Coordinate annotation entries:

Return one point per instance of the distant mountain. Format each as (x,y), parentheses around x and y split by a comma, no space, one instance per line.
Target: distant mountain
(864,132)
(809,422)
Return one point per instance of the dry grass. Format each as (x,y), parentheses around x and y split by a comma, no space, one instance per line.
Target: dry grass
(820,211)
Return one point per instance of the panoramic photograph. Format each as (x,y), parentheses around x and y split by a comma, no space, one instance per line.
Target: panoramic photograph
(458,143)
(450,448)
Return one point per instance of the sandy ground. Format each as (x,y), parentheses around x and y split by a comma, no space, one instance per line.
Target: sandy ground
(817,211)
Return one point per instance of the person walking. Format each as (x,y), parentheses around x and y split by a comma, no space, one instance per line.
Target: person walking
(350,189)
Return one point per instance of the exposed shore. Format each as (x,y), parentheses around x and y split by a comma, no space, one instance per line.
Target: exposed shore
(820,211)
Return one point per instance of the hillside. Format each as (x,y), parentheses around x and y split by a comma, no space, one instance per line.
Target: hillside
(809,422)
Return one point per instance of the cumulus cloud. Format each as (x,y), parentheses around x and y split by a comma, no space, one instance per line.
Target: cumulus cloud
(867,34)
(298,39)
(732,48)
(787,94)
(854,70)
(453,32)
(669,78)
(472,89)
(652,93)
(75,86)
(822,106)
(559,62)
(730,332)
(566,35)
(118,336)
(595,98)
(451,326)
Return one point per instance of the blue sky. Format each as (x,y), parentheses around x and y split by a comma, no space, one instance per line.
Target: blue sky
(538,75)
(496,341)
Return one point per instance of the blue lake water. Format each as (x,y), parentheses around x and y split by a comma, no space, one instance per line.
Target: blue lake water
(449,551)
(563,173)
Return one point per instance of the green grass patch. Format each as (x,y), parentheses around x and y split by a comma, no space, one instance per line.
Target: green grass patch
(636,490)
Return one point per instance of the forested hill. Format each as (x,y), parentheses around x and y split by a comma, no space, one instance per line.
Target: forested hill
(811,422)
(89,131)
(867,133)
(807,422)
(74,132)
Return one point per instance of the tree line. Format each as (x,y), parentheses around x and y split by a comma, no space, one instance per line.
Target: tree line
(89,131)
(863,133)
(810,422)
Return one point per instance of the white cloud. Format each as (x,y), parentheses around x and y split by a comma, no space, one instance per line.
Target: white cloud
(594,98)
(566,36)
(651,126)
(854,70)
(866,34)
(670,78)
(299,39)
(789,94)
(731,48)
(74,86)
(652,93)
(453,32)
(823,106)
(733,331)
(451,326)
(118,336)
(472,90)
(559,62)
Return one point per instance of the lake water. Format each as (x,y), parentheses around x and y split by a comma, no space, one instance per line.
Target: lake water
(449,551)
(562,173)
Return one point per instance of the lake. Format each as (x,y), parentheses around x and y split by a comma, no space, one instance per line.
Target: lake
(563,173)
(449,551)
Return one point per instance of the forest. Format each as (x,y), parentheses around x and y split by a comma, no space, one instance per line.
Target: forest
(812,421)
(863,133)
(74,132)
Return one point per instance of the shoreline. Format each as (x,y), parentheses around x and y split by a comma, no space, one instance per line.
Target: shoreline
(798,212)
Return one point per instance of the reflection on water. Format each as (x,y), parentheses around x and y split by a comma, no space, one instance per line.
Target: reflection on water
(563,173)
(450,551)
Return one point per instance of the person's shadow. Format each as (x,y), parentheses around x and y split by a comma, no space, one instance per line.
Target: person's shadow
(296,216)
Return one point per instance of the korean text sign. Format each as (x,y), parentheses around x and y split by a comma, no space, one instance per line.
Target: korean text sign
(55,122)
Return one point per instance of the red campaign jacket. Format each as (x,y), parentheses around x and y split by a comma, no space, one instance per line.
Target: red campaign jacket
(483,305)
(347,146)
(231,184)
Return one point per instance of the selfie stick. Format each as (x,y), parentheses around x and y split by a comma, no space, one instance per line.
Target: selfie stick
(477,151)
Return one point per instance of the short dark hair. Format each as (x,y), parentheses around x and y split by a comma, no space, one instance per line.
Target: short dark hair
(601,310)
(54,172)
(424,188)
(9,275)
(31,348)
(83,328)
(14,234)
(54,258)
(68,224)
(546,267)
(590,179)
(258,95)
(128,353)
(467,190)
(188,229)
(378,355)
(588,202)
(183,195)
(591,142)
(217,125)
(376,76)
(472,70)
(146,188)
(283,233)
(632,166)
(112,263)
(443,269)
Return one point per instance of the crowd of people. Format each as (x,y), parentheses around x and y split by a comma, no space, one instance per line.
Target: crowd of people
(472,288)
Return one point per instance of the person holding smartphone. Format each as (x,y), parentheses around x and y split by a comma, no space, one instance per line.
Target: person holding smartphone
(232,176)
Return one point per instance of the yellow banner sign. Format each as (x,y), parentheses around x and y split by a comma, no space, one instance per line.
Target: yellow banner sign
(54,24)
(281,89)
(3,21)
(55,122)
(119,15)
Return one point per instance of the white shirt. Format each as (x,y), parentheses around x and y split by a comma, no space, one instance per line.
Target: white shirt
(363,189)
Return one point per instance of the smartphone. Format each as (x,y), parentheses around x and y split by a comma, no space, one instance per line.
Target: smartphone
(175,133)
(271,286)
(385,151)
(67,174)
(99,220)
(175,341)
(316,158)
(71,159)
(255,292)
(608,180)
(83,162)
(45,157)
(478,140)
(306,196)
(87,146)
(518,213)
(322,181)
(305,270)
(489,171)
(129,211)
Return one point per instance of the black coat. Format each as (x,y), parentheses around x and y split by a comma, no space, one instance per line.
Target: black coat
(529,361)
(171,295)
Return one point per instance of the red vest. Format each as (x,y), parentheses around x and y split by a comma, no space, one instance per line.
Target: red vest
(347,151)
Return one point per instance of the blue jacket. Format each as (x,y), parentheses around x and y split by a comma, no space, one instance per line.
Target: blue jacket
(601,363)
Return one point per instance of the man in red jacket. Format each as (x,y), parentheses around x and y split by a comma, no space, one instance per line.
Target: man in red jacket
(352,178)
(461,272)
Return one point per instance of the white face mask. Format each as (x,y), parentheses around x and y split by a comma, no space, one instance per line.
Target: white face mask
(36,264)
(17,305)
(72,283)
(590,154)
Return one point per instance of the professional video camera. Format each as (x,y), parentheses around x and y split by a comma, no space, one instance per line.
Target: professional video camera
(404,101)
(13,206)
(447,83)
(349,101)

**What you should do:**
Copy out every entry again, exactly as it was given.

**Full response:**
Return one point per instance of the distant mountain. Format each as (x,y), parentheses around x and y split by a comma, no space, one instance per line.
Target: distant mountain
(864,132)
(809,422)
Return one point per instance of the dry grass. Format each as (x,y), parentheses around x and y split by a comma, no space, one instance per line.
Target: dry grass
(820,211)
Return one point per instance of the panoramic photograph. Format each as (x,y), parentheses around x and y split by a comma, no space, one instance per line.
Target: panoramic photograph
(458,143)
(450,448)
Return one point per instance of the sandy ground. Format each as (x,y), parentheses around x and y split by a comma, no space, one instance per line.
Target: sandy ground
(817,211)
Return one point per instance of the person walking. Format each as (x,y), parentheses around x and y split by a comma, no space, one instance per line.
Target: person walking
(350,189)
Return one point per instance of the exposed shore. Format each as (x,y), parentheses around x and y split by a comma, no space, one instance per line.
Target: exposed shore
(820,211)
Return one point per instance of the hillside. Format each as (x,y), parentheses around x and y split by a comma, no space, one instance per line.
Target: hillside
(809,422)
Return one point per instance of the cumulus cloud. Format each as (x,y), parentheses around x and y split by a comma, no space, one instance per line.
Target: cumulus cloud
(867,34)
(298,39)
(732,48)
(787,94)
(854,70)
(453,32)
(669,78)
(472,89)
(652,93)
(75,86)
(822,106)
(559,62)
(730,332)
(566,35)
(118,336)
(595,98)
(451,326)
Return one point per instance of the blue sky. Format each as (x,y), parentheses around x and y split by a comma, no space, one instance per line.
Target: blue sky
(538,75)
(496,341)
Return one point per instance of the blue lake water. Format each as (x,y), parentheses around x and y split by a comma, no space, one instance per line.
Target: blue lake water
(449,551)
(563,173)
Return one point per instance of the green grass patch. Format each as (x,y), parentheses around x and y split by a comma, no space, one instance per line.
Target: green grass patch
(636,490)
Return one point per instance of the forested hill. Format each as (x,y), parentheses around x and y split by a comma, no space, one instance per line.
Target: forested hill
(811,422)
(89,131)
(867,133)
(807,422)
(74,132)
Return one point per instance of the tree line. Format each as (x,y), parentheses around x and y split by a comma, no space, one instance per line.
Target: tree line
(89,131)
(863,133)
(810,422)
Return one point per instance of the white cloud. Format each as (x,y), parentheses around x and y split by a comma, no space, one instance per line.
Target: white cloud
(594,98)
(566,36)
(651,126)
(854,70)
(866,34)
(670,78)
(299,39)
(789,94)
(731,48)
(74,86)
(652,93)
(453,32)
(823,106)
(733,331)
(451,326)
(118,336)
(472,90)
(559,62)
Return one point per instance of the lake water. Format each as (x,y), parentheses around x and y split by a comma, no space, one instance per line.
Target: lake water
(449,551)
(562,173)
Return one point per instance of the lake. Format each as (x,y), parentheses around x and y split by a comma, no space, one instance per line.
Target: lake
(563,173)
(449,551)
Return one point per instance of the forest. Format each as (x,y), parentheses around x and y split by a comma, no space, one instance per line.
Target: forest
(812,421)
(863,133)
(74,132)
Return one point per instance of the shoreline. Format each as (x,y), parentheses around x and y split by a comma, no space, one instance per line.
Target: shoreline
(798,212)
Return one point per instance of the reflection on water. Format each as (x,y), parentheses around x and y split by a comma, no space, one instance per line.
Target: reflection on water
(563,173)
(450,551)
Return one point per instance of the person's shadow. Format each as (x,y), parentheses around x and y split by a comma, no space, one instance per line.
Target: person's shadow
(296,216)
Return one point per instance of the korean text sign. Format each as (x,y), parentheses around x and y split by a comma, no space, one instance per line.
Target: korean text sign
(55,122)
Return one point per instance of the red campaign jacket. Format each as (x,y), parentheses around x and y split by a comma, no space, one instance per line.
Target: red campaign jacket
(483,305)
(347,146)
(231,184)
Return one point per instance of the selfie stick. Format each as (x,y), parentheses around x and y split by a comma, no space, one instance per line.
Target: selfie stick
(477,151)
Return one point per instance of the short dark hair. Format each as (x,y), parentheses around x and y split by a comma, no space, one instance per line.
Target: short dark hair
(601,310)
(54,172)
(424,188)
(9,275)
(31,348)
(83,328)
(14,234)
(54,258)
(68,224)
(546,267)
(590,179)
(258,95)
(128,353)
(467,190)
(188,229)
(378,355)
(588,202)
(183,195)
(591,142)
(217,125)
(376,76)
(472,70)
(146,188)
(283,233)
(632,166)
(112,263)
(443,269)
Return one point per instance of the crowd of people. Format each as (x,y), parentheses around x and y split by a comma, no space, one instance per line.
Target: crowd of people
(472,288)
Return one point per instance of the person holding smartphone. Format each as (x,y), parentheses around x and y split by a comma, no space, one instance per line.
Target: person holding smartphone
(232,176)
Return one point per instance of the yellow banner sign. Format each as (x,y), parentheses around x and y split by a comma, no space, one instance per line.
Target: yellow banner sign
(54,24)
(281,89)
(3,21)
(55,122)
(119,15)
Return one point per instance of the white shirt. Format each as (x,y), parentheses around x and y split by a comma, no space, one instance per line.
Target: white shirt
(363,189)
Return one point per instance of the smartphone. Format each as (x,y), parentheses around x and y split by a comma, no space, one instance per line.
Target: smartphone
(175,133)
(271,286)
(385,151)
(67,174)
(99,220)
(175,341)
(316,158)
(71,159)
(255,292)
(608,180)
(83,162)
(45,157)
(478,140)
(306,196)
(87,146)
(518,213)
(322,181)
(305,270)
(489,171)
(129,211)
Return one point per instance of the black coat. Format each as (x,y), parentheses around x and y split by a comma, no space, one instance per line.
Target: black coat
(529,361)
(171,295)
Return one point per instance of the red vest. Format each as (x,y), parentheses around x and y split by a comma, no space, one instance per line.
Target: red vest
(347,151)
Return one point per instance of the blue jacket. Format each as (x,y), parentheses around x and y split by a comma, no space, one instance per line.
Target: blue jacket
(601,363)
Return one point per instance of the man in red jacket. Format each as (x,y), parentheses around x and y split by a comma, no space, one instance per line.
Target: man in red jacket
(352,178)
(461,272)
Return one point per instance of the white face mask. Format each as (x,y), parentheses around x and y split by a comma, no space, one instance per line.
Target: white face mask
(36,264)
(17,305)
(72,283)
(590,154)
Return one point per instance of the professional video camera. Format each as (x,y), parentheses around x and y split by a comma, no space, one instance per line.
Target: professional video camera
(404,101)
(13,206)
(447,83)
(349,101)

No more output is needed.